• **EXCERPTED TEXT**
You open your eyes each morning and just know… that first step out of bed is going to be painful. You have plantar fasciitis and it makes walking, especially first thing in the morning, painful.
Degenerative tissue changes
Plantar fasciitis is a condition that occurs when stress to your feet from certain activities cause degenerative tissue changes. The tissue changes cause inflammation in the band of connective tissue that connects your heel to your toes called the plantar fascia. The plantar fascia supports the arch of your foot and provides some of the forces that are required for you to walk.
Plantar fasciitis, the inflammation of the plantar fascia, is a very common cause of foot pain. When mild it just makes walking painful at certain times of the day, like first thing in the morning. When severe it can be quite debilitating and limit your ability to even stand without pain.
So how do you know it’s plantar fasciitis?

• **EXERCISES**
1. Answer from the plantar fasciitis passage:
(a) What two parts of the foot does the plantar fascia connect?
(b) Besides supporting the arch, what does the plantar fascia provide?
(c) When the condition is severe, what ability can it limit?
2. Carry the plantar fasciitis passage forward from its closing question.

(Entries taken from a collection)
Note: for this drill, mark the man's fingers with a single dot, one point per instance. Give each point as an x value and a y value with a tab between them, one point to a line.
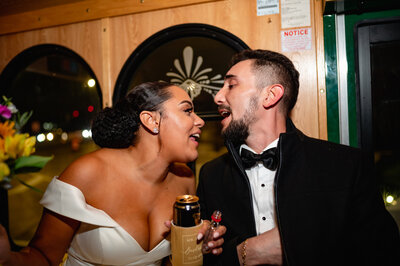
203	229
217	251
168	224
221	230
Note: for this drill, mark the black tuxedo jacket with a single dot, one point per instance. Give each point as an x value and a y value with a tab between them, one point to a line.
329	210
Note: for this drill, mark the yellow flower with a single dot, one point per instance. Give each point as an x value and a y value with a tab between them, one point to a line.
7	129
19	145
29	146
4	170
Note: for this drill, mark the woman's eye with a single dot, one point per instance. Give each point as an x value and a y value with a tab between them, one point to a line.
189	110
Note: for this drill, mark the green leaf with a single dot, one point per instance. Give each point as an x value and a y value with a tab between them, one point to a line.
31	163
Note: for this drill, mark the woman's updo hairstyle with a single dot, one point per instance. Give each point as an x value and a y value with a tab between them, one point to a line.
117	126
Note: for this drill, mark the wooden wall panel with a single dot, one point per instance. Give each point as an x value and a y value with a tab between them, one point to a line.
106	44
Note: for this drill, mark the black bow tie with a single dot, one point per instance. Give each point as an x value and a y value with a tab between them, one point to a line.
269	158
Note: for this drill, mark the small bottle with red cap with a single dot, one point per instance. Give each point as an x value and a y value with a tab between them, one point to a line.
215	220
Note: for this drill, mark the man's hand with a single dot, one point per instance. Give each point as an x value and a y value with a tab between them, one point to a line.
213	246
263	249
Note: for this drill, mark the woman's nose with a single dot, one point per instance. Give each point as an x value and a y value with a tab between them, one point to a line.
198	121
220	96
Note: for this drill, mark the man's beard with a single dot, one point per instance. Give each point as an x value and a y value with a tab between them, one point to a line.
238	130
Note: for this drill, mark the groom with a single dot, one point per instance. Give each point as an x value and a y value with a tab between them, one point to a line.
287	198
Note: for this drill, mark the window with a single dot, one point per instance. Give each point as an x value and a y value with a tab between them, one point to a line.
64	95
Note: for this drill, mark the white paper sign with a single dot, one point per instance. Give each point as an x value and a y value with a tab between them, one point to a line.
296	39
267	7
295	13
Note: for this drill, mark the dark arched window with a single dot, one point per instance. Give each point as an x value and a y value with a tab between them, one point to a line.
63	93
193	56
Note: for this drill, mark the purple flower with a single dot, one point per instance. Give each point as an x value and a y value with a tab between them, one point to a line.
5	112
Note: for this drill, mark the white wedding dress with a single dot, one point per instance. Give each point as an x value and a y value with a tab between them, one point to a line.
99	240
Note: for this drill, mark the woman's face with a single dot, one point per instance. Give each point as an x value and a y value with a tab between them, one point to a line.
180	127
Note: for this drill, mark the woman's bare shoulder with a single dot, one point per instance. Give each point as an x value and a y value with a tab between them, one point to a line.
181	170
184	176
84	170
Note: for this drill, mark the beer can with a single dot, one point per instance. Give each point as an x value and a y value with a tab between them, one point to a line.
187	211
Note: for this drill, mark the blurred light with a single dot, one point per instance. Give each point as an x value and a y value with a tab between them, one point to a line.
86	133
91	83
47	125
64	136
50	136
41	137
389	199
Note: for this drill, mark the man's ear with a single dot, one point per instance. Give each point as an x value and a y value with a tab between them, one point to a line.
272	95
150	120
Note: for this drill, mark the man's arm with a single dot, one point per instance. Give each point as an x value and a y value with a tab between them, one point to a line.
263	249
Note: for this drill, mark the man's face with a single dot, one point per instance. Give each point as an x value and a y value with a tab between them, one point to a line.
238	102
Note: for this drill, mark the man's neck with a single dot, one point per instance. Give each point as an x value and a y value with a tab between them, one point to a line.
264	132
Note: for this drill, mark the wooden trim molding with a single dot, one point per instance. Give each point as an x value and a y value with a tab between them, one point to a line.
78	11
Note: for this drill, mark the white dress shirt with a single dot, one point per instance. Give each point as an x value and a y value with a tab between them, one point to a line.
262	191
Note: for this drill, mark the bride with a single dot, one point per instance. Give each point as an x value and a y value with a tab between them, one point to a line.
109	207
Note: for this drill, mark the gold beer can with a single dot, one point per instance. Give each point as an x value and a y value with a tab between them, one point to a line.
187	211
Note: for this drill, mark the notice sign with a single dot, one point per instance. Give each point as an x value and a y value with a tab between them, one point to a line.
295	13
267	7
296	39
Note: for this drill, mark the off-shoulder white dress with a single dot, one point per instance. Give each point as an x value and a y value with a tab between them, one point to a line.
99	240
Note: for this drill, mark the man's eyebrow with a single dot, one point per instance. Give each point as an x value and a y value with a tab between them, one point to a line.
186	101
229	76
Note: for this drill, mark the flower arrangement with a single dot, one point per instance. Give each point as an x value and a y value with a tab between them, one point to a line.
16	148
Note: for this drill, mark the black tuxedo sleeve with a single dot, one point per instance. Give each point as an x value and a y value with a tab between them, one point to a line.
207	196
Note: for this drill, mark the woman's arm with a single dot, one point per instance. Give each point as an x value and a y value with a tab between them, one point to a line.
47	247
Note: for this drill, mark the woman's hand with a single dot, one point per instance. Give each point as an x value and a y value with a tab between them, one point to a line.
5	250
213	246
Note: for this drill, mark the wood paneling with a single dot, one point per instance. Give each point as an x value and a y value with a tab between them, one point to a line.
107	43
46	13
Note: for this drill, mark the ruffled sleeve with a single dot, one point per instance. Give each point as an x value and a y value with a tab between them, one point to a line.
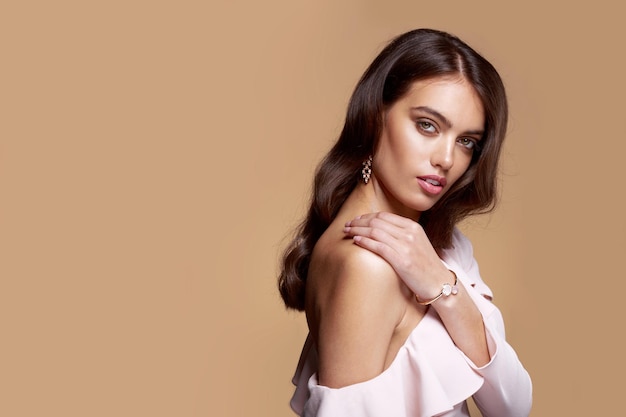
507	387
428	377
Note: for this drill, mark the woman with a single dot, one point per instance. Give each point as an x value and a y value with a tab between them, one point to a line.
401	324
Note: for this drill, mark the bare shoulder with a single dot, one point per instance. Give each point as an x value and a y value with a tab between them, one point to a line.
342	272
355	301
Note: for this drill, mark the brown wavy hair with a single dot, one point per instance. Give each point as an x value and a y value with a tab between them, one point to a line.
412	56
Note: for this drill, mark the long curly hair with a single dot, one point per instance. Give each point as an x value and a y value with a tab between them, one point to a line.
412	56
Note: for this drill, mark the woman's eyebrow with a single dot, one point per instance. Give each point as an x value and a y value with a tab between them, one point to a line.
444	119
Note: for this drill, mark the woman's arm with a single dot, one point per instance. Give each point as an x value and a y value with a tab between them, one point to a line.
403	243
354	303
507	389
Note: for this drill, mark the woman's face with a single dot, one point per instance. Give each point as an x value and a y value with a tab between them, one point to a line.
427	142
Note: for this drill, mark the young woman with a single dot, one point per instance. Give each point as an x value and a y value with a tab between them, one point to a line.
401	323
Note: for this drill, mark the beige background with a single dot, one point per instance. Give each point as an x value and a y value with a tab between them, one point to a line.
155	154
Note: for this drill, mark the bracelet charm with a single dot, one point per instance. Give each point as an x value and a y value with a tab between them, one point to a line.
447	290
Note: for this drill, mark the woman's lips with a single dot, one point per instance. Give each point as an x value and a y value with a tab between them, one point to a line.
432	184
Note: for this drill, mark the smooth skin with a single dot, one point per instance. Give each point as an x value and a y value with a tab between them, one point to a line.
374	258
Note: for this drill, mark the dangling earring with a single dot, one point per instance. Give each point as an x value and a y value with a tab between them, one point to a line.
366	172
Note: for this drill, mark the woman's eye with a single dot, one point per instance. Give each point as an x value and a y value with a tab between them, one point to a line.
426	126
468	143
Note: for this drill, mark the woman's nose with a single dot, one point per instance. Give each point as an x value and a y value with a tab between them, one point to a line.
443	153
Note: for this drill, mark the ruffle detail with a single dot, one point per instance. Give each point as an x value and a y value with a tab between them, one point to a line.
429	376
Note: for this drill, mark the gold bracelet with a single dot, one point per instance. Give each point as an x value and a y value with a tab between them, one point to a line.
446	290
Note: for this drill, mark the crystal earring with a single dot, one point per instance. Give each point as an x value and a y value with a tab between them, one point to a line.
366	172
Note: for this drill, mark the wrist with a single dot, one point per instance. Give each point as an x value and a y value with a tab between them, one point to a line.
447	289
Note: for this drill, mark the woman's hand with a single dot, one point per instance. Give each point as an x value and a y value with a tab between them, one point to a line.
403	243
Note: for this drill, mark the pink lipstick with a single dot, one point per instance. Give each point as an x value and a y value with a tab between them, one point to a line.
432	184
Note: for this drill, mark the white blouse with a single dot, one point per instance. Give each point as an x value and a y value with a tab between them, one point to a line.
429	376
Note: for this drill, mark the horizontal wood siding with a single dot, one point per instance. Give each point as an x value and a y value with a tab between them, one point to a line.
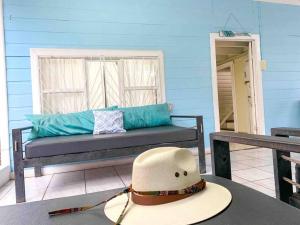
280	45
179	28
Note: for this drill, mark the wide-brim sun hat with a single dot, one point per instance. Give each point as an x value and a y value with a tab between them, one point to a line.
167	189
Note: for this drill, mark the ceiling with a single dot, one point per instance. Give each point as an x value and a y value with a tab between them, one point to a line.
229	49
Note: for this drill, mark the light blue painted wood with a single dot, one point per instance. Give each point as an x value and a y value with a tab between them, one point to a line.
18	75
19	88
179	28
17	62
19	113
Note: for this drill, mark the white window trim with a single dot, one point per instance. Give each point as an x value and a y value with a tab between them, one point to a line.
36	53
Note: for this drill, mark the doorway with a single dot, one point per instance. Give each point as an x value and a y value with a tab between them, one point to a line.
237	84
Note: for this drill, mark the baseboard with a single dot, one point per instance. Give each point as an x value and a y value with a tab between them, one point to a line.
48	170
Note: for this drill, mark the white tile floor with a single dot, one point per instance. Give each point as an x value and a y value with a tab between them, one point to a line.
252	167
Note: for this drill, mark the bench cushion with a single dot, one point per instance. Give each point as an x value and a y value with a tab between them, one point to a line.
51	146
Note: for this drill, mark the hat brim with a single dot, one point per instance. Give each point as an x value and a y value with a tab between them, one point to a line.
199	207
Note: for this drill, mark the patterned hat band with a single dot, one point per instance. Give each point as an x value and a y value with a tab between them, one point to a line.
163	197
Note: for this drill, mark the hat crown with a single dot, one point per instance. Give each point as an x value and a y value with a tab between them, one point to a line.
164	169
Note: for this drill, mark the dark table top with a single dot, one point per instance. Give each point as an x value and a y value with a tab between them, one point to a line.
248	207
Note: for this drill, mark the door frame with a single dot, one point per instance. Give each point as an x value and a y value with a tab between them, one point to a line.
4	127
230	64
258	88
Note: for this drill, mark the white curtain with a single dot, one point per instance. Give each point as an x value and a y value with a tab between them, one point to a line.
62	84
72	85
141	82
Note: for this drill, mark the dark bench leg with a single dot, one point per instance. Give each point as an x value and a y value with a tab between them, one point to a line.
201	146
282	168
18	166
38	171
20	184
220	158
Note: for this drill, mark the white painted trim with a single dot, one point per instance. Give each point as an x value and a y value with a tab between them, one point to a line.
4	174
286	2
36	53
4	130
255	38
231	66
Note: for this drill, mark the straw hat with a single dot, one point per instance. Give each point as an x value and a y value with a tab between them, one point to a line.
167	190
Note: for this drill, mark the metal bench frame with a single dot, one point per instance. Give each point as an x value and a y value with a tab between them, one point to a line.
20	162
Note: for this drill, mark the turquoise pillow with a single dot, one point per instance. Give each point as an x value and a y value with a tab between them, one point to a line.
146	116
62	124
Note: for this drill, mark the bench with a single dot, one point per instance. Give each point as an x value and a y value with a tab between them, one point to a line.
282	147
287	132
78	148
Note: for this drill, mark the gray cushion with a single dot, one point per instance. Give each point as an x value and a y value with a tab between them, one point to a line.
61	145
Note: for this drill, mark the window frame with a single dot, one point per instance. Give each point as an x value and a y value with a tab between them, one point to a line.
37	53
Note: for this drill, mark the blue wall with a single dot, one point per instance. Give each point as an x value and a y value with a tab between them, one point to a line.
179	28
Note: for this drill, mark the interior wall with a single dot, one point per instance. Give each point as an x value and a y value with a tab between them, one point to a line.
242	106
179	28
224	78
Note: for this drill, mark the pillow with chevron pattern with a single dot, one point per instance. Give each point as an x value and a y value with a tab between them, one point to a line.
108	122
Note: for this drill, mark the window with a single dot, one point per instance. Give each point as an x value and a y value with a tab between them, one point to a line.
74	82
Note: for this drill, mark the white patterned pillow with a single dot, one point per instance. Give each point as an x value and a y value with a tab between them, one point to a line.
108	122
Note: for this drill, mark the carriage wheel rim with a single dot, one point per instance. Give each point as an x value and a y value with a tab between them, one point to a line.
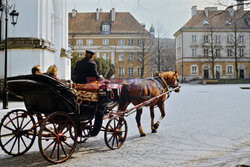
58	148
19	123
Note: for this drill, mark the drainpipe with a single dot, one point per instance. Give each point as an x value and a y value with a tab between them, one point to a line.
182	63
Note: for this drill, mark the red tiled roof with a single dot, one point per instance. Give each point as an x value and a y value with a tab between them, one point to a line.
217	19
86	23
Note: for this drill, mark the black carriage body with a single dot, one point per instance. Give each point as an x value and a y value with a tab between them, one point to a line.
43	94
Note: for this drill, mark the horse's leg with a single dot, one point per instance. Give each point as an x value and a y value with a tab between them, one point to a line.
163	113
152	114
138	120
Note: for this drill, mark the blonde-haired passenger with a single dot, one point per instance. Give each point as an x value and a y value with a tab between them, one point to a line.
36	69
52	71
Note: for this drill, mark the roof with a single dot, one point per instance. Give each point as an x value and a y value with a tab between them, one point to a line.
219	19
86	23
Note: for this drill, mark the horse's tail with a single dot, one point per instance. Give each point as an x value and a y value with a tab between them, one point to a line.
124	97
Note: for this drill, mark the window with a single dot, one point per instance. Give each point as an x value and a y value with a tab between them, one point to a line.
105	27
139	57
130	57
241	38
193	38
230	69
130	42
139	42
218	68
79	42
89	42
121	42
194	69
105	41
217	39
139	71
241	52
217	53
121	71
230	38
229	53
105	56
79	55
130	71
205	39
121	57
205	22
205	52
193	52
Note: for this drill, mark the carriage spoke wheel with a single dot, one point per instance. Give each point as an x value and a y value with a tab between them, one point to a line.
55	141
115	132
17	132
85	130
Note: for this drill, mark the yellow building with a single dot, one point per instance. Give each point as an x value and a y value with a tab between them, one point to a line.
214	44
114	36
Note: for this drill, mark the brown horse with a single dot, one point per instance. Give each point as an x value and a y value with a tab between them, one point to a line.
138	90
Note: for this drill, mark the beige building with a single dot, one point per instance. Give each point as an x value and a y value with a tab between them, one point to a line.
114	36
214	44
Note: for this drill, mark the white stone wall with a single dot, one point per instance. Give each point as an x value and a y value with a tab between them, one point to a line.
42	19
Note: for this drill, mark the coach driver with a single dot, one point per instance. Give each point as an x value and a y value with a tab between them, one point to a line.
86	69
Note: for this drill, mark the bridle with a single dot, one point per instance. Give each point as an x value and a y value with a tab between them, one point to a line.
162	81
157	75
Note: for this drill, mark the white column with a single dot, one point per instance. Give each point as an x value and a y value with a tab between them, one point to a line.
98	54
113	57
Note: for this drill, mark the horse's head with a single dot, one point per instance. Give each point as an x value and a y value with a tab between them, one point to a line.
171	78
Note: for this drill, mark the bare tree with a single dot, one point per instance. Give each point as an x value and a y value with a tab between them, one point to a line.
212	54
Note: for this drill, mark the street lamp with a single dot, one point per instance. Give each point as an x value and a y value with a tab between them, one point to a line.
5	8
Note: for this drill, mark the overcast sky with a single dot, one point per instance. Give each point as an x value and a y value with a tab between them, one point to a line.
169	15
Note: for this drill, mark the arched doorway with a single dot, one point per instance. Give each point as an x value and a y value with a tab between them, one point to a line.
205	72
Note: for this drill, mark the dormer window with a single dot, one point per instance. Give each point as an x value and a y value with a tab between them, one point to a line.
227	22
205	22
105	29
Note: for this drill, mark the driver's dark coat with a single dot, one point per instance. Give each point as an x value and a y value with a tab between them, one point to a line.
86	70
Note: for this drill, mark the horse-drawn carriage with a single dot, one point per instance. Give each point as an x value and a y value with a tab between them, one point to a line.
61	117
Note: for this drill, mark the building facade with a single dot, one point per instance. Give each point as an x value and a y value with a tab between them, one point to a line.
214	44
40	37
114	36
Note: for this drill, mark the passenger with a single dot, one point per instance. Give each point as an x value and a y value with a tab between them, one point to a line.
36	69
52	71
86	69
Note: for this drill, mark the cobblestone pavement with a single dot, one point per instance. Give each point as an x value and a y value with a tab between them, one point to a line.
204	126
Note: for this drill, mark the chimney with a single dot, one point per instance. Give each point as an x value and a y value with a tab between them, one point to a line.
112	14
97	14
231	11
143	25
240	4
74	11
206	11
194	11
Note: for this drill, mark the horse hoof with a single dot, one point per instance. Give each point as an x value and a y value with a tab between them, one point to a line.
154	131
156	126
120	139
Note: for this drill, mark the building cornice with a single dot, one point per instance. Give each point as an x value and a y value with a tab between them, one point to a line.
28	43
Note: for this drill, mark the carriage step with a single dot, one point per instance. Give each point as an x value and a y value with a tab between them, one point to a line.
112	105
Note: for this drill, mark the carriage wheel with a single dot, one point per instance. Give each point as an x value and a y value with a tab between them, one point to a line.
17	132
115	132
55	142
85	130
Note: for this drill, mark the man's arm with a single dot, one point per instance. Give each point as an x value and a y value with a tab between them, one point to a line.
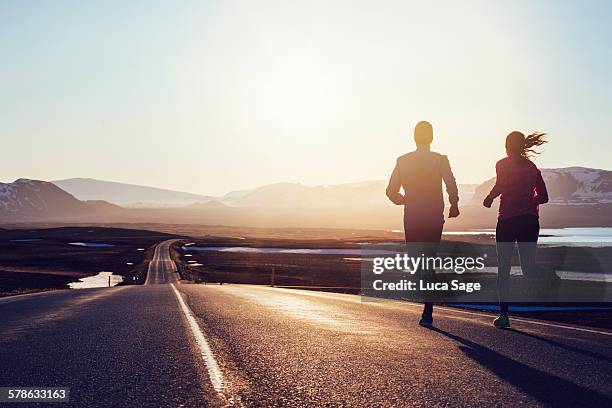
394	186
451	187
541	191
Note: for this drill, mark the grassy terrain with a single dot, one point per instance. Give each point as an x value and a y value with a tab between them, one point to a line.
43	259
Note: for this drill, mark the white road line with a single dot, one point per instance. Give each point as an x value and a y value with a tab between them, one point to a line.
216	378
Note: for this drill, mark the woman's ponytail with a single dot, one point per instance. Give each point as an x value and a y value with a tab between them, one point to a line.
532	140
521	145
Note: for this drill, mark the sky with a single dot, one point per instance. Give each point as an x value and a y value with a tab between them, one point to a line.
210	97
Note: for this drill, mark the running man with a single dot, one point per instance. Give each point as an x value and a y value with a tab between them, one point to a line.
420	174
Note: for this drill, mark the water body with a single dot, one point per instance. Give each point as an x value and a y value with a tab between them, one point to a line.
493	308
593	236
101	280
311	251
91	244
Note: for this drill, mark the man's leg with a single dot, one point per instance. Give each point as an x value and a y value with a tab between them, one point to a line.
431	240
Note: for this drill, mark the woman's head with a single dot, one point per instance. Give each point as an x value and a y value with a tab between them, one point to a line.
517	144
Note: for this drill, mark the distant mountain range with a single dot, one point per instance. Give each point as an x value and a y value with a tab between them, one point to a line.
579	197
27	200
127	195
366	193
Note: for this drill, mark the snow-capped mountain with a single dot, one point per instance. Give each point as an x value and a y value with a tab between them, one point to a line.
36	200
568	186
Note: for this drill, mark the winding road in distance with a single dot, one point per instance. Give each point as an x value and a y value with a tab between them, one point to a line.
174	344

• **LIST OF ANSWERS**
1.
(a) The heel and the toes.
(b) Some of the forces required for walking.
(c) The ability to even stand without pain.

2.
Well, if you have symptoms like these you just may: pain located near the heel that increases with the first several steps in the morning and after sitting for long periods of time; pain often subsides after walking for a few minutes or warming up during exercise; pain that can also occur when standing for a long time or walking a long distance; and pain that increases throughout the day.
There are also several risk factors that can point to it as well
Things like having flat feet or high arches, participating in activities like running, speed walking and exercises that put stress on the feet. If you have or do these things it’s not guaranteed you will get plantar fasciitis, but it makes it more likely.
Plantar fasciitis is quite treatable. Physical therapy can help with exercises and stretches or can recommend aid all the way to surgery.
One way you can help yourself is to wear appropriate footwear. If you have either flat feet or high arches, wear shoes that have enough support for your arches. Don’t keep wearing sneakers that are worn out. If you run or walk regularly, you need to replace your shoes every 3 months or so.
If you have serious pain, think about having custom orthotics. These shoes help to distribute the forces to the foot while supporting the arches and improving foot mechanics. To fight the pain, ice your foot, and take anti-inflammatory medication like Advil® or Motrin®.
Go see your physical therapist to get the best aid to help your pain. Don’t suffer through it, treat it.